● SELECTED EXTRACT:
>> Begin
Add fast AVX2-based implementation of mb_check_encoding for UTF-8 #10436

alexdowad · 2023-01-24T17:31:16Z

I used libfuzzer to search for test cases where the output of the new routine would differ from the existing one, but didn't find any. It looks like the test cases in our test suite were good enough to flush out all the bugs.

FYA @cmb69 @Girgias @nikic @nielsdos @kamil-tekiela @youkidearitai

…string This code is a few percent faster for short UTF-8 strings. For long (~10,000 byte) strings, it is also consistently faster on my local microbenchmarks, but by less than 1%.

alexdowad · 2023-01-24T17:37:41Z

For your convenience, here is the commit log message for the big commit here:

From some local benchmarks which I ran, the AVX2-based version is about
2.8x faster than the SSE2-based version on long (~10,000 byte) strings,
1.6x faster on medium (~100 byte) strings, and just about the same
on very short strings.

I followed the example of the code in the 'standard' module, using
preprocessor directives so that the code can be compiled in any of
4 ways:

1) With no AVX2 support at all (for example, when PHP is compiled for
   CPU architectures other than AMD64)
2) For CPUs with AVX2 only (for example, when PHP is built with
   CCFLAGS='-march=native' on a host which implements AVX2)
3) With runtime detection of AVX2 performed by the dynamic linker;
   this requires a dynamic linker which supports the STT_GNU_IFUNC
   symbol type extension to the ELF binary standard. This is true of
   glibc's dynamic linker, as of late 2009.
4) With runtime detection of AVX2 performed by the module init function.
   The detection is done by checking the output of CPUID and then a
   function pointer is set accordingly. In this case, all calls to the
   UTF-8 validation routine are indirect calls through that
   function pointer.

alexdowad · 2023-01-24T18:25:20Z

I tried also making an AVX2-based version of mb_fast_strlen_utf8. On strings with about 10,000 bytes, it is just about twice as fast. But, interestingly, on strings with about 100,000 bytes, it's only about 25% faster than the SSE2-based version. I haven't investigated to find out the reason.

alexdowad · 2023-01-24T19:17:06Z

Hmm, I need to figure out why this code won't compile on a Mac.
>> End
● EXTRACTED INFORMATION:
>> Begin
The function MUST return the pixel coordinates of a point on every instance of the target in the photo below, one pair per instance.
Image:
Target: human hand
>> End
>> Begin
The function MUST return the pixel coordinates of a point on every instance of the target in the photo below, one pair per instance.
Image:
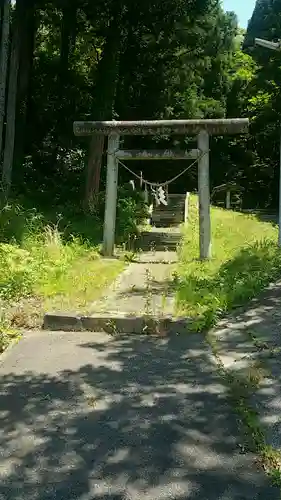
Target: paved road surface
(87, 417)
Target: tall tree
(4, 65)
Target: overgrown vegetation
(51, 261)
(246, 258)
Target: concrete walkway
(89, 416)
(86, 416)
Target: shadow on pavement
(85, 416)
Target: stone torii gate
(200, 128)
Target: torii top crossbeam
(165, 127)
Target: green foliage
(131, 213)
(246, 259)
>> End
● TASK 1: Decide whether each statement agrees with the AVX2 thread, answering yes or no and quoting the words of the thread that settle it. (a) On long strings of about 10,000 bytes, the AVX2-based version of the UTF-8 check runs about 2.8 times as fast as the SSE2-based version. (b) Searching with libfuzzer turned up cases where the new routine gave different output from the existing one. (c) On strings of about 100,000 bytes, the AVX2-based version of mb_fast_strlen_utf8 is about twice as fast as the SSE2-based version.
● TASK 2: Pick up the AVX2 thread after its last sentence and continue it.
The lines are not needed for this work.

● TASK RESULT 1:
(a) Yes: "the AVX2-based version is about 2.8x faster than the SSE2-based version on long (~10,000 byte) strings"
(b) No: "I used libfuzzer to search for test cases where the output of the new routine would differ from the existing one, but didn't find any."
(c) No: "on strings with about 100,000 bytes, it's only about 25% faster than the SSE2-based version"

● TASK RESULT 2:
mvorisek · 2023-01-24T19:24:00Z

In the past I found UTF-8 validation like:

if (!preg_match('~~u', $value)) {
    throw new Exception('Value is not valid UTF-8');
}

to perform very fast - how does the speed compare with mb_check_encoding and is it result really 1:1 for all possible inputs?

alexdowad · 2023-01-24T19:45:28Z

In the past I found UTF-8 validation like:
if (!preg_match('~~u', $value)) {
    throw new Exception('Value is not valid UTF-8');
}
to perform very fast - how does the speed compare with mb_check_encoding and is it result really 1:1 for all possible inputs?

@mvorisek Both mbstring and PCRE cache the results of UTF-8 validity checking (by setting a flag in the string object header) and can use this flag to bypass validating the same string a second time. So to compare the speed of these two validation functions, I had to disable that 'bypass' in both mbstring and PCRE.

After doing so, results are: mbstring (with AVX2-based validation) is 9.3x faster for strings around 10,000 bytes, 5.8x faster for strings around 100 bytes, and 3.4x faster for strings around 5 bytes.

I previously used a fuzzer to search for strings where PCRE's UTF-8 validation would return different results than mbstring's UTF-8 validation, and it didn't find any.

alexdowad · 2023-01-24T19:52:10Z

@mvorisek Just one thought. I'm not sure how you tested preg_match previously and determined it to be very fast for UTF-8 validation... but if you tested it by validating the same string repeatedly in a loop, then you were just measuring how fast it can bypass validation by checking the string's GC_FLAGS.

mvorisek · 2023-01-24T19:59:28Z

Maybe, I also tested the perf with PHP 7.4 or 8.0... The performance of this PR sounds very promising!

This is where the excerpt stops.